Page excerpt =>
--*--

Support for the strike
Despite this, there are groups who support the strike. The University and Colleges Union (UCU) and the National Union of Students (NUS) recently did demonstrations that called for teachers to get better pay.

Photo originally taken by Dave Lewis and can be found here.

In the Independent, there were quotes from a few supporters and they were mainly people who'd recently graduated from university and were still saddled with debt:

Carrie-Ann Taylor earns £25,000 a year and is paying back her student loan at a rate of £1,000 per month:
"That's half my income gone. I'm getting a 2.45 per cent pay award but inflation is at about 4.5 per cent. Even as an English teacher I can see that the maths doesn't work."
Catherine Tooley survived on £3,000 as a student and is paying back her loan with a rate of 4.8% interest:
""Only half that as a pay rise is a bit of an insult," she said. "I have to spend part of the summer holiday working at another job to pay back this debt I got in order to be a teacher."
I have to agree that the situations described above are tough ones. When I was studying for my degree I often heard stories of people struggling due to lack of funds. For some of them that was the case even if they had a proper budget and didn't spend their money too quickly. However, paying back their student loans won't be as difficult as it is for other people.

--*--

Provided data =>
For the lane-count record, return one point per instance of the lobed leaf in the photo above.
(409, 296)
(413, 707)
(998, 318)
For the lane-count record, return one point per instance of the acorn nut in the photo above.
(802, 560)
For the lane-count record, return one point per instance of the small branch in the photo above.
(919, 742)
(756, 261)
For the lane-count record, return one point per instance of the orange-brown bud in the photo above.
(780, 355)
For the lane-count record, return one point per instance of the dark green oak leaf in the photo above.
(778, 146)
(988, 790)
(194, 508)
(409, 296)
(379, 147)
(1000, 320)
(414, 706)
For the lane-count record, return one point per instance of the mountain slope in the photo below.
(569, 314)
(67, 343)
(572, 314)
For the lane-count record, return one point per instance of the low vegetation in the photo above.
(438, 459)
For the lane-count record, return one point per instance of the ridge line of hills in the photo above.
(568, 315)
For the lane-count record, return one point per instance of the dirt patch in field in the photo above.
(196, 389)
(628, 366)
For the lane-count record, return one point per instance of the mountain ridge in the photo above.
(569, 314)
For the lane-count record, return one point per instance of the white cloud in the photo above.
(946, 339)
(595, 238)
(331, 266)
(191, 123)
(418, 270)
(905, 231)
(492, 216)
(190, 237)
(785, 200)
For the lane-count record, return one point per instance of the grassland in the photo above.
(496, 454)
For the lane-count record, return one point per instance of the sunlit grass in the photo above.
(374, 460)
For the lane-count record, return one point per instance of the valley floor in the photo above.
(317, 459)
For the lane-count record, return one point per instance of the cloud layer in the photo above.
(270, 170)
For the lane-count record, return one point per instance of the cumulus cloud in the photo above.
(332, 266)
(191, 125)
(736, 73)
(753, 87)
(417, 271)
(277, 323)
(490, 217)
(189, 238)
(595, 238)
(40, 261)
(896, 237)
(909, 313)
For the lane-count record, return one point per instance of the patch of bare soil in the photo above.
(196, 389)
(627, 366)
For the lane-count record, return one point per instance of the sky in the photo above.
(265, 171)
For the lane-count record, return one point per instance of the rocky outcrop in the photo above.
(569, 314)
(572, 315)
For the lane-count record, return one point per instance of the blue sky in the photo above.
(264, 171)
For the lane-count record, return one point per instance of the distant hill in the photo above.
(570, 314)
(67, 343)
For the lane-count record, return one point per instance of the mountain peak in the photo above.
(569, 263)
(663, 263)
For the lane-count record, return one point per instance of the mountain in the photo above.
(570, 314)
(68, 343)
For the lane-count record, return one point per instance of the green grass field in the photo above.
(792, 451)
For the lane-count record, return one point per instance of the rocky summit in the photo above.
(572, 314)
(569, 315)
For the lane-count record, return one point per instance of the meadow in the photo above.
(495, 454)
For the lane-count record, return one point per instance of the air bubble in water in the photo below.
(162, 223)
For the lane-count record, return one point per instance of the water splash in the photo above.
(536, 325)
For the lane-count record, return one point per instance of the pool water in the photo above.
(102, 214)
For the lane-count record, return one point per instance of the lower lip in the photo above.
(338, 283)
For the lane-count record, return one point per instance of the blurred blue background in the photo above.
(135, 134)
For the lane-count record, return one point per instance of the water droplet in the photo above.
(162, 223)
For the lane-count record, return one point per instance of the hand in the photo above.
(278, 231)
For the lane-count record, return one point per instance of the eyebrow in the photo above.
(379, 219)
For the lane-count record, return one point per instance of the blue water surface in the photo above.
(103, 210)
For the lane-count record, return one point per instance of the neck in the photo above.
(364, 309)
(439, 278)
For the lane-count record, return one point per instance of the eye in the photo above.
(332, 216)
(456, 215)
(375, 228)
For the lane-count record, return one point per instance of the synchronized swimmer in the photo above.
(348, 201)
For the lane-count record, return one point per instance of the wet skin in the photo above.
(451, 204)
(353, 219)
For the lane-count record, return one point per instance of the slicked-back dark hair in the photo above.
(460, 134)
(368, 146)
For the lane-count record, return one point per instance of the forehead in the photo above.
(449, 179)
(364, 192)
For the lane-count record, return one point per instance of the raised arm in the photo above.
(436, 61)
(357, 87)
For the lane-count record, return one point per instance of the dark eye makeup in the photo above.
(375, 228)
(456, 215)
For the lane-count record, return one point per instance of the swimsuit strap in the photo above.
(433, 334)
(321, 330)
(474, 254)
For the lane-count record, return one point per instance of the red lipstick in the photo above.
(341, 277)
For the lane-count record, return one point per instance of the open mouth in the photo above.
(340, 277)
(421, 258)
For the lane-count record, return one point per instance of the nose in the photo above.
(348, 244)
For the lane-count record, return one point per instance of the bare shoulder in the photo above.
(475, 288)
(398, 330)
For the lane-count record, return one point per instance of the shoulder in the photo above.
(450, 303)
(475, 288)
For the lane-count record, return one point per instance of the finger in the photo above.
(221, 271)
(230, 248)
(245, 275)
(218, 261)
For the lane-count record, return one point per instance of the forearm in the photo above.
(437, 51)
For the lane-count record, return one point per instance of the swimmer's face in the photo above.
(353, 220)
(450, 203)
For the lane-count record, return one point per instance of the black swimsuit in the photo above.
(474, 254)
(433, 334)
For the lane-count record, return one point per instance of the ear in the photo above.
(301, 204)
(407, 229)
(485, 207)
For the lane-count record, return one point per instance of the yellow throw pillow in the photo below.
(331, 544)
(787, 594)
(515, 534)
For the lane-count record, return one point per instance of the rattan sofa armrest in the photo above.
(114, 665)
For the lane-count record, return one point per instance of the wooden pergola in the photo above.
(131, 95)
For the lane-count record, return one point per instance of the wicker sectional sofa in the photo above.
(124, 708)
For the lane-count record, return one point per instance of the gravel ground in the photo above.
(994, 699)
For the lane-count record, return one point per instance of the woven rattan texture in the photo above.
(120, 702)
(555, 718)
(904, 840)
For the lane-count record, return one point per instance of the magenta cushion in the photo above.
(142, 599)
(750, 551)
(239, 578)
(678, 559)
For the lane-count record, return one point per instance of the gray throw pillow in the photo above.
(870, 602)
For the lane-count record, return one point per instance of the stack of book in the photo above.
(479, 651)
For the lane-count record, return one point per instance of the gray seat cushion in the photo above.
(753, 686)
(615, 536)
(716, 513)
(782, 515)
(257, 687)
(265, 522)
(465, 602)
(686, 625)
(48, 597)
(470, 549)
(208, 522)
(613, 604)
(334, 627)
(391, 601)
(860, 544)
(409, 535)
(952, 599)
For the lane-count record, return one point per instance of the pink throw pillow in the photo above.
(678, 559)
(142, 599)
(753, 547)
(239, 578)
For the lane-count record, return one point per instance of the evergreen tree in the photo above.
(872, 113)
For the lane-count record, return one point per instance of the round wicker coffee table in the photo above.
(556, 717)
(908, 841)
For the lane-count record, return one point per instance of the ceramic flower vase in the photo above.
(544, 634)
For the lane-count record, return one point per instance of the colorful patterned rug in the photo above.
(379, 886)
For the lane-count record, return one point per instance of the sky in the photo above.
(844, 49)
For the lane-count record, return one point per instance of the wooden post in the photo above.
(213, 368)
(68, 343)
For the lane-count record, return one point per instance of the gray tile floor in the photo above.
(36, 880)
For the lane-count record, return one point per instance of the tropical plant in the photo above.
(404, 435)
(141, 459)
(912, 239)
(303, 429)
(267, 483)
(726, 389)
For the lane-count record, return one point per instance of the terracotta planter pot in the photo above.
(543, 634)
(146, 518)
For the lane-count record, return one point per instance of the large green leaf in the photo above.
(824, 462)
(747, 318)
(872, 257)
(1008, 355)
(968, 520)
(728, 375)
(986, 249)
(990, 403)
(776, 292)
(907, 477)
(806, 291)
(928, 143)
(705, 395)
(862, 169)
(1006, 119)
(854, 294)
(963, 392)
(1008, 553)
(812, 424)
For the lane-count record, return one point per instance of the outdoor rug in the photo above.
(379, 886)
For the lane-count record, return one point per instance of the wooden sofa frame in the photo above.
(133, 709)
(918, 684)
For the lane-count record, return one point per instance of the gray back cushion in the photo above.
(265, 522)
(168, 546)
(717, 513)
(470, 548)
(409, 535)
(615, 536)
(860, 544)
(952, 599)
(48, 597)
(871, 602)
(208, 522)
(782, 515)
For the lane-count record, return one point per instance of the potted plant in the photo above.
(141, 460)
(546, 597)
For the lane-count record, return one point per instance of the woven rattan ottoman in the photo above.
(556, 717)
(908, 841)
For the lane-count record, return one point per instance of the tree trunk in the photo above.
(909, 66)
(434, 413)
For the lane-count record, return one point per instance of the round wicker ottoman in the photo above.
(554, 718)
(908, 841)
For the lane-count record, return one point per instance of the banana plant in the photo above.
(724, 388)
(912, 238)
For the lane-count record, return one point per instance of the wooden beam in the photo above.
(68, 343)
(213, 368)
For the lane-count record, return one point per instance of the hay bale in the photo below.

--*--

Task instructions =>
A. Name every person identified by name in the excerpt on support for the strike.
B. Swap "summer holiday" for "summer vacation" in the excerpt on support for the strike, then write out everything from "Catherine Tooley survived" down to "for other people.".
The records have no connection to the text.

List of answers =>
A. Dave Lewis, Carrie-Ann Taylor, Catherine Tooley

B.
Catherine Tooley survived on £3,000 as a student and is paying back her loan with a rate of 4.8% interest:
""Only half that as a pay rise is a bit of an insult," she said. "I have to spend part of the summer vacation working at another job to pay back this debt I got in order to be a teacher."
I have to agree that the situations described above are tough ones. When I was studying for my degree I often heard stories of people struggling due to lack of funds. For some of them that was the case even if they had a proper budget and didn't spend their money too quickly. However, paying back their student loans won't be as difficult as it is for other people.